[Task brief]:
Write out the data below in full, unchanged, minus the images.

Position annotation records
- - - -
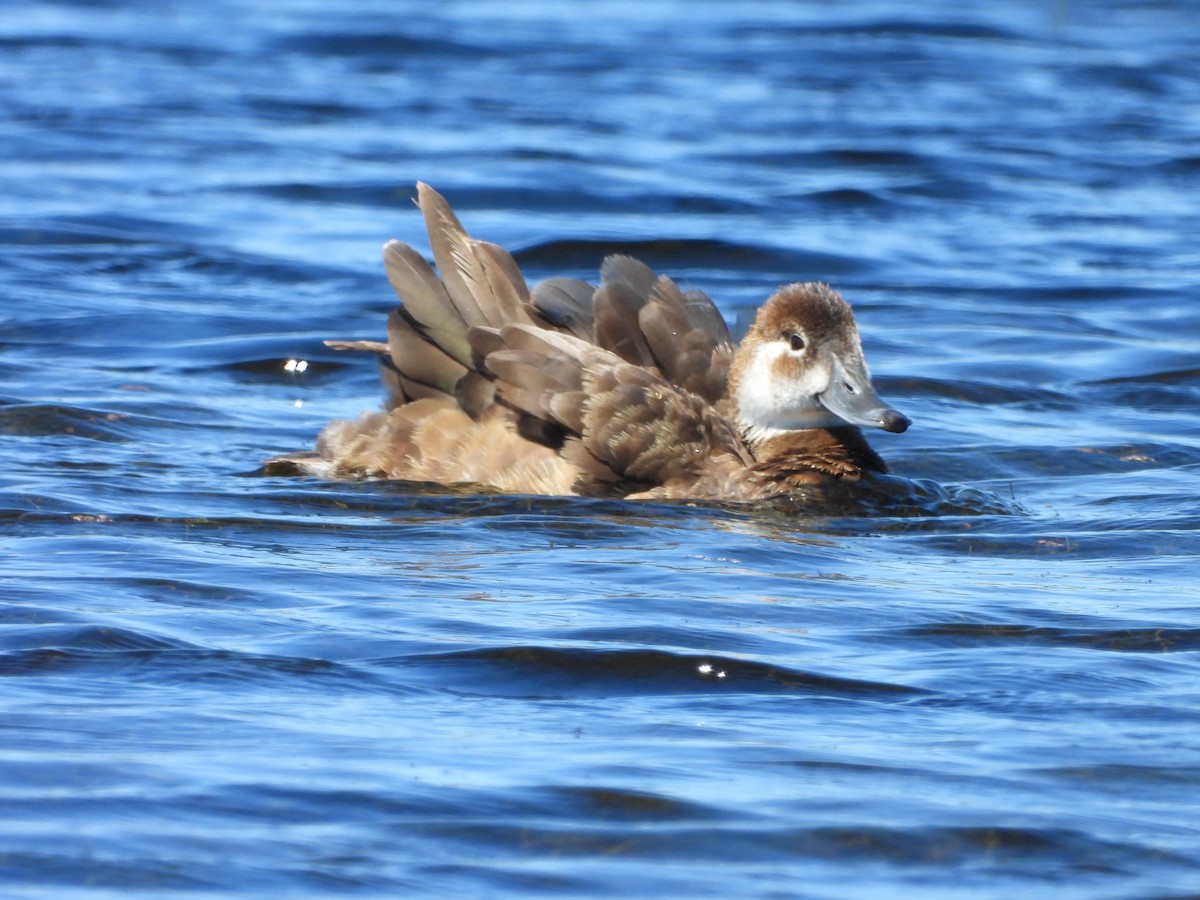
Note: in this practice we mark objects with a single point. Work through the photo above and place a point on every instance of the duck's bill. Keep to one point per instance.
(856, 402)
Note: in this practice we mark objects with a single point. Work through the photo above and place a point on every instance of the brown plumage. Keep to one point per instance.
(630, 389)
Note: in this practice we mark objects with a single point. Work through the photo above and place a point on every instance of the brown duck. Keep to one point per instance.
(633, 389)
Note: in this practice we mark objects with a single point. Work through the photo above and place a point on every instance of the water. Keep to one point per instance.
(982, 683)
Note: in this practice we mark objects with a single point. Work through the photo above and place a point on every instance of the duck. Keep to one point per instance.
(631, 388)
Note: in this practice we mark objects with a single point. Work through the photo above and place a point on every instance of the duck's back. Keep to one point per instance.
(569, 388)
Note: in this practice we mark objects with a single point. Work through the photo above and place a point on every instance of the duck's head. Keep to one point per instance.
(801, 366)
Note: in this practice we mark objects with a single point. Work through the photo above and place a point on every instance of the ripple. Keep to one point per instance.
(556, 672)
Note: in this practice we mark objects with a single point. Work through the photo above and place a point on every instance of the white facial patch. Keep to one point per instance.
(771, 403)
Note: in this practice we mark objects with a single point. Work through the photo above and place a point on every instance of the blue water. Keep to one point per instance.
(220, 682)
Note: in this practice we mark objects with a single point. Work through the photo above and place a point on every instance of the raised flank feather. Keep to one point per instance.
(629, 389)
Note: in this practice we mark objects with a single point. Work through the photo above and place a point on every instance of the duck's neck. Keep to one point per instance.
(839, 451)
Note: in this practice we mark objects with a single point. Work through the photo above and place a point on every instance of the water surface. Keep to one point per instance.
(981, 683)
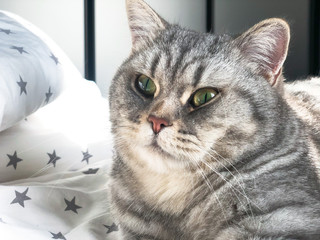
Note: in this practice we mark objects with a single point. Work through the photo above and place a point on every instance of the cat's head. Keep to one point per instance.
(184, 98)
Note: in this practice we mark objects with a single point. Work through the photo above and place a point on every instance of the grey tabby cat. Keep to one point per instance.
(210, 143)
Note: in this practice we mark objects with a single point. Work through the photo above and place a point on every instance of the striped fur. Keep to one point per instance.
(243, 166)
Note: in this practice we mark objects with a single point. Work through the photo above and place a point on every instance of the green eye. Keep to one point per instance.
(146, 86)
(203, 96)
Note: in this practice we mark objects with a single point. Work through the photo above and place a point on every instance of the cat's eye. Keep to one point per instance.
(146, 85)
(202, 96)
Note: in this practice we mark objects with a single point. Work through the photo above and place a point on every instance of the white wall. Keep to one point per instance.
(62, 20)
(113, 40)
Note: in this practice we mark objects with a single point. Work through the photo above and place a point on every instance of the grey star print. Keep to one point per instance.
(91, 171)
(54, 58)
(71, 205)
(22, 86)
(6, 31)
(53, 158)
(58, 235)
(21, 197)
(13, 160)
(86, 156)
(112, 228)
(19, 49)
(48, 95)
- - - -
[Reply]:
Note: in this practice we mark objects with a single point. Work through the photo above and place a point on every instance of the duck's bill. Keep to one point per instance.
(856, 402)
Note: in this practice we mark objects with a single point. Work through the photo above and place a point on every instance of the brown plumage. Keep to one point per instance.
(630, 389)
Note: in this practice we mark objects with a single point. Work through the photo above and place a point on every instance of the brown duck. Keep to one point per instance.
(633, 389)
Note: in this practice we mark objects with a single point. Work through the photo above and place a point on every instance of the water. Keep to one point per instance.
(982, 683)
Note: in this practice we mark objects with a single point. Work through the photo above and place a point on every instance of the duck. Keep to one point per instance.
(631, 388)
Note: in this practice we mark objects with a single point. Work through the photo above and place a point on every instance of the duck's back. Keep to one point per instance.
(569, 388)
Note: in this practice we mark objects with a single point. Work through the photo above and place a point on every instance of the duck's head. Keep to one point per instance.
(801, 366)
Note: in this practice we mark objects with a single point. Work through the photo above and place a point on every instance of the ripple. Keep to one point per instance.
(556, 672)
Note: in this practice we mark objects with a single point. Work through the photo above and place a point on every instance of the white facial patch. Keep to one point per instance.
(771, 403)
Note: in this practice we mark objects with a single point. Work through the photo above and place a point on every instance of the blue water. Keep to one point per instance.
(220, 682)
Note: in this practice we mark objects with a single point. Work through the photo above and place a point on every instance of the raised flank feather. Keep to one point per instance.
(629, 389)
Note: in this practice we mark objects with a single point. Work through the photo above and place a point on every instance of the duck's neck. Keep to one point per instance.
(839, 451)
Note: in this practice we mark objects with a single point. Work through the photo above and place a point on every instance of the water surface. Keep to one point per instance.
(981, 683)
Note: in this practice we mark objects with a single point. Work through the photo above and place a point on every instance of the cat's head. Keep to one point per instance.
(184, 98)
Note: in this practice we mark objects with a single point. Work through the photo above and place a point on every instance of the grey tabby cat. Keep to one point per instance.
(210, 143)
Note: in this practice we mark objects with a single point. Work through the photo above and place a point on every instance of the striped fur. Keep to one point per instance.
(243, 166)
Note: in this practice we mark objects with a single point. Work through the photo above and place a point on every instance of the green eye. Keep to one point per instance.
(146, 86)
(203, 96)
Note: in this practice we mark objects with a single point. Work through the photo above and place a point on every instance of the cat's eye. Keep to one point per instance.
(146, 85)
(202, 96)
Note: in this practice we mark objects with a single point. Work through the photo above and place a point on every instance of the white wall. Keep to one point per instance.
(62, 20)
(113, 40)
Note: in this practice we mark objects with a single point. Work through the photo above and place a point on every instance of the grey star print. Keep to one point per instance.
(91, 171)
(54, 58)
(71, 205)
(22, 86)
(6, 31)
(53, 158)
(58, 235)
(21, 197)
(13, 160)
(86, 156)
(112, 228)
(19, 49)
(48, 95)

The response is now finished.